WORK ITEM
Repeat the listing below in full, exactly.

SOURCE MATERIAL
^^^^^^^^^^^^^^^^

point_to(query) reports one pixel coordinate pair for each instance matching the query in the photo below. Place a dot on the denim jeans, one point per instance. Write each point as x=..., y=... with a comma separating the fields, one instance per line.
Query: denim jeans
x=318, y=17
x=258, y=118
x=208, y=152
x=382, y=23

^^^^^^^^^^^^^^^^

ANSWER AREA
point_to(query) reports one pixel coordinate pair for each instance matching the query in the photo below. Place a dot on the denim jeans, one point per instance. Write each point as x=..., y=... with a comma separating the fields, one instance per line.
Query: denim jeans
x=318, y=17
x=258, y=118
x=208, y=152
x=382, y=23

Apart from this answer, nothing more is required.